- _EXCERPT_

Schools for Wisdom
Wisdom is a hard-earned intuitive awareness of how things will flow. Wisdom is playful. The wise person loves to share, and cajole and guide and wonder at what she doesn’t know.
.. Literally 50 years ago a classmate in our first year of medical school challenged our professor regarding why we needed to learn so many facts when we could look up information. The reply seems relevant here:
“You only see what you look for, and you only look for what you know.”
.. My gifted high school students HATE project-based group learning. They complain about it constantly. There is a teacher here at our school who does nothing but these gimmicky cooperative group projects that involve the students “discovering” the information themselves (using technology, of course), and my kids are so frustrated by it because they don’t have enough background knowledge to even know how to begin or what to search for online. I’m with Brooks on this – you need a basic framework of information before you can be left to your own devices to direct your own learning. It’s also incredibly inefficient. My students loathe the fact that they’ll spend weeks on something that the teacher could have told them in a single period. Just sayin’
.. Very much in agreement with David Brooks here.
The current worst tendency of educational reformers is the emphasis on skills at the expense of content.
You have to know what you’re talking about before you can talk (or write or think)persuasively. To know what you’re talking about, you have to know a lot: to acquire and then possess a body of knowledge.
The reason why skills are emphasized in education now is not far to seek. Students are referred to as future “workers.” Not citizens, not participants in a civilization that has been going on for quite a while. Education becomes job training, or what’s called the acquisition of “life-skills for the current high-tech economy.”

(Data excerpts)
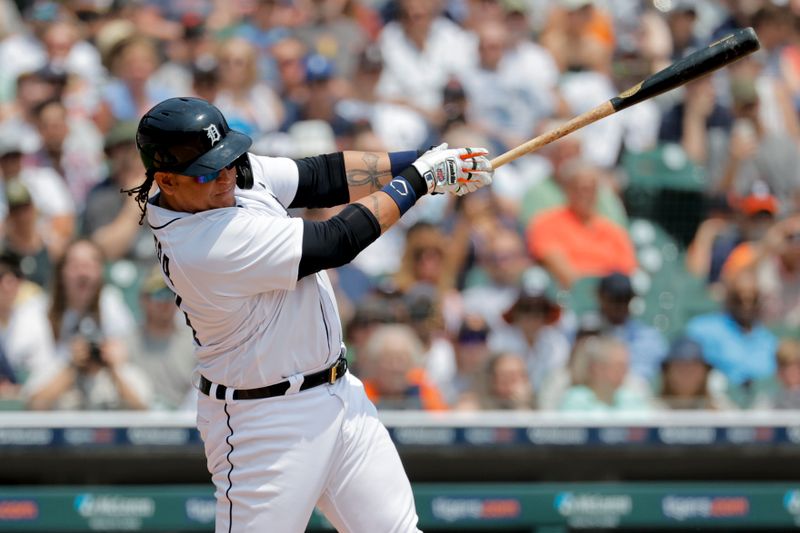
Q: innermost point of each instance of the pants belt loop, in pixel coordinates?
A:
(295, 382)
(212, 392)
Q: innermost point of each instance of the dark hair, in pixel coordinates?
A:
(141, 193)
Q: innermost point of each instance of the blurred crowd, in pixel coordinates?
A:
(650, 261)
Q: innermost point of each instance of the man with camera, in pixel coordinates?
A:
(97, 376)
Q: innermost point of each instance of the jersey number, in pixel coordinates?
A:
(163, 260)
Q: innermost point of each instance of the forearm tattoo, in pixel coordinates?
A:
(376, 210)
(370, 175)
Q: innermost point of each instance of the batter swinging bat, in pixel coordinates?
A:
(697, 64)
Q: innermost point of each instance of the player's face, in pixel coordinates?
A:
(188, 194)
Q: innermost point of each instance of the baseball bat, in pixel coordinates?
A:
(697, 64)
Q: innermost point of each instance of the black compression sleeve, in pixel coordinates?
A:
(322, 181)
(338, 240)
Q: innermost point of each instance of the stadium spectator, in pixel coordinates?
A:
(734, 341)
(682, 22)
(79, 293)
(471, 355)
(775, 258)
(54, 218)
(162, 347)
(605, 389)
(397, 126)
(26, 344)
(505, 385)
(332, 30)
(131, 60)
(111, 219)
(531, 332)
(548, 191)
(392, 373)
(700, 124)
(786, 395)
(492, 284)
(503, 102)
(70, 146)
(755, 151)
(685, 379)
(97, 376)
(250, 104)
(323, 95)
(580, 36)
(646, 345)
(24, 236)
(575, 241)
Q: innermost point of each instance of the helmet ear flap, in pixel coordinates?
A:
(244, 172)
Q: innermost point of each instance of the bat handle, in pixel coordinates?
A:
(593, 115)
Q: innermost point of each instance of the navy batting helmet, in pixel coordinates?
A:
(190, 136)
==
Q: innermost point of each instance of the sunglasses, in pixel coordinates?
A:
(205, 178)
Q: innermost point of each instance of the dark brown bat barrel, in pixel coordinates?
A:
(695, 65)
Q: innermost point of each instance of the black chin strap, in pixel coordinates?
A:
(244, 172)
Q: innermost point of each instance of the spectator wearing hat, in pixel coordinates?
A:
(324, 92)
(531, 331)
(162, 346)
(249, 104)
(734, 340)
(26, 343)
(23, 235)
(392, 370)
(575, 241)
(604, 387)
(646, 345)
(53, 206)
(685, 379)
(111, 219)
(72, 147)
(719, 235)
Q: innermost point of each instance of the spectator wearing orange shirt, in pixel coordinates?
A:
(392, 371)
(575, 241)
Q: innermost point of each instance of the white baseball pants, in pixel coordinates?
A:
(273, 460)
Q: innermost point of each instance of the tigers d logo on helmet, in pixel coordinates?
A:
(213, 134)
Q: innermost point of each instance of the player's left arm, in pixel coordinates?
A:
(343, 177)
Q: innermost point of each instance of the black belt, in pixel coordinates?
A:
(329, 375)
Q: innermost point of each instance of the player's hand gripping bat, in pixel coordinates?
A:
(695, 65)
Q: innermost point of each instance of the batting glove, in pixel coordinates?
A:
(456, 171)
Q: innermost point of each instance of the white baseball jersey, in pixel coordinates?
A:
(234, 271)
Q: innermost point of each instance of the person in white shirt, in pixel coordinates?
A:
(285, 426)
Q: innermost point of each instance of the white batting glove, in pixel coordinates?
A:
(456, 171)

- _AIM OF THE TASK_
From the Schools for Wisdom text, repeat the stretch from "The current worst" through "body of knowledge." word for word.

- _FINISHED EXERCISE_
The current worst tendency of educational reformers is the emphasis on skills at the expense of content.
You have to know what you’re talking about before you can talk (or write or think)persuasively. To know what you’re talking about, you have to know a lot: to acquire and then possess a body of knowledge.